▸ What you will do: Extract the complete listing and output it unchanged.

▸ Material for the task:
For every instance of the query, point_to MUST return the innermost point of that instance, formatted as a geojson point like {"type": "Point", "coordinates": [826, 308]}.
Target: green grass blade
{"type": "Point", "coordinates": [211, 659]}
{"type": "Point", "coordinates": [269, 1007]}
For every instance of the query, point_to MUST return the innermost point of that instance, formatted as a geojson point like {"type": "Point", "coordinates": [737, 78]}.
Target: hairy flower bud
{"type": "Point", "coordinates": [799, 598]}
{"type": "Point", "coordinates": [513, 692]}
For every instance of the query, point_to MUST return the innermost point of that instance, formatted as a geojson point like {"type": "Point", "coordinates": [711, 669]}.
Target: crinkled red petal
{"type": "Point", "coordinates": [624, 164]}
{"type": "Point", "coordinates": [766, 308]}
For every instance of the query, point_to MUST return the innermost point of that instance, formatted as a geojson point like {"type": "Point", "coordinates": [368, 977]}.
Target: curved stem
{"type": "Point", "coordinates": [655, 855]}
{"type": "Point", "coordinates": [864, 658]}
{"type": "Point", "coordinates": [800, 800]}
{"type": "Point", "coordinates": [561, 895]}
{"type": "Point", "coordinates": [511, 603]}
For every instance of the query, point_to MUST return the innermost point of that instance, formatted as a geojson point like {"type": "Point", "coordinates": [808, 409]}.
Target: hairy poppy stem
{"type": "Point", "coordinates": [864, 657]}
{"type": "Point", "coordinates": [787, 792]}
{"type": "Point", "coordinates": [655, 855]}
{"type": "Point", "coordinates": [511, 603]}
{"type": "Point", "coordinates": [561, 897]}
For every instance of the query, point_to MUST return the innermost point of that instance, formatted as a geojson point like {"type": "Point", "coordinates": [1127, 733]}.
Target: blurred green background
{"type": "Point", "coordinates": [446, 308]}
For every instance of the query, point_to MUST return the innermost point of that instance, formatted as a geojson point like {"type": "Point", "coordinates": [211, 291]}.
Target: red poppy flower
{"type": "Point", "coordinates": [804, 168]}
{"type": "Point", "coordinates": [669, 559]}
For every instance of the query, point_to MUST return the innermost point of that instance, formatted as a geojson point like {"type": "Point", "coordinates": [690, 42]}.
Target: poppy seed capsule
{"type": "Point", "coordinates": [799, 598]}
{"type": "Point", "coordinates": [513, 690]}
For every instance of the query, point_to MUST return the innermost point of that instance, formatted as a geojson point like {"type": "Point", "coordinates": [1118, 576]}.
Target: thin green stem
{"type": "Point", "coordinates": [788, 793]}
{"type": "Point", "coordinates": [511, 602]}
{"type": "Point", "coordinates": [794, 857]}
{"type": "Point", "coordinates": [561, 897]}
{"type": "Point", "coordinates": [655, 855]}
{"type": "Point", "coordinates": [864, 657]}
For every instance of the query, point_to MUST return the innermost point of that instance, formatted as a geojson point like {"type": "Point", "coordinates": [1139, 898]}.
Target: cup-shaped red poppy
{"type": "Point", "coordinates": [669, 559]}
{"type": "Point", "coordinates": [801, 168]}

▸ Finished task:
For every instance of the query, point_to MUST return the innermost point of that instance, formatted as a geojson point like {"type": "Point", "coordinates": [826, 308]}.
Target: green grass blade
{"type": "Point", "coordinates": [211, 659]}
{"type": "Point", "coordinates": [269, 1007]}
For every instance of the query, point_to MUST return the innermost point of that instance, formatted as a geojson point like {"type": "Point", "coordinates": [737, 78]}.
Target: hairy flower bud
{"type": "Point", "coordinates": [799, 598]}
{"type": "Point", "coordinates": [513, 692]}
For every instance of the query, point_to MUST return the innermost point of that instance, formatted as a geojson point like {"type": "Point", "coordinates": [711, 669]}.
Target: crinkled red petal
{"type": "Point", "coordinates": [624, 164]}
{"type": "Point", "coordinates": [766, 308]}
For every instance of the query, point_to MUST return the innermost point of that instance, formatted as a geojson point like {"type": "Point", "coordinates": [368, 977]}.
Target: curved stem
{"type": "Point", "coordinates": [655, 855]}
{"type": "Point", "coordinates": [864, 658]}
{"type": "Point", "coordinates": [800, 800]}
{"type": "Point", "coordinates": [561, 895]}
{"type": "Point", "coordinates": [511, 603]}
For every instance of the query, point_to MUST return the innermost point of that instance, formatted as a geojson point like {"type": "Point", "coordinates": [808, 409]}.
Target: hairy poppy stem
{"type": "Point", "coordinates": [864, 657]}
{"type": "Point", "coordinates": [787, 792]}
{"type": "Point", "coordinates": [655, 855]}
{"type": "Point", "coordinates": [511, 603]}
{"type": "Point", "coordinates": [561, 897]}
For every instance of the query, point_to MUST return the innermost point of that instance, formatted as a geojson point like {"type": "Point", "coordinates": [1127, 733]}.
Target: blurred green background
{"type": "Point", "coordinates": [446, 308]}
For every instance of the query, point_to MUST return the innermost point of that instance, formatted as a geojson point like {"type": "Point", "coordinates": [211, 291]}.
Target: red poppy flower
{"type": "Point", "coordinates": [804, 168]}
{"type": "Point", "coordinates": [669, 559]}
For every instance of the query, point_to MUST return the innermost point of that instance, formatted as a geojson point like {"type": "Point", "coordinates": [690, 42]}.
Target: poppy seed capsule
{"type": "Point", "coordinates": [799, 598]}
{"type": "Point", "coordinates": [513, 690]}
For every instance of the query, point_to MUST return the innermost point of that instance, formatted as a geojson point like {"type": "Point", "coordinates": [1118, 576]}.
Target: thin green stem
{"type": "Point", "coordinates": [788, 793]}
{"type": "Point", "coordinates": [511, 602]}
{"type": "Point", "coordinates": [794, 857]}
{"type": "Point", "coordinates": [561, 897]}
{"type": "Point", "coordinates": [655, 855]}
{"type": "Point", "coordinates": [864, 657]}
For every instance of the query, point_to MUST return the innermost point of that instance, formatted as a geojson point like {"type": "Point", "coordinates": [1139, 898]}.
Target: cup-shaped red poppy
{"type": "Point", "coordinates": [669, 559]}
{"type": "Point", "coordinates": [801, 168]}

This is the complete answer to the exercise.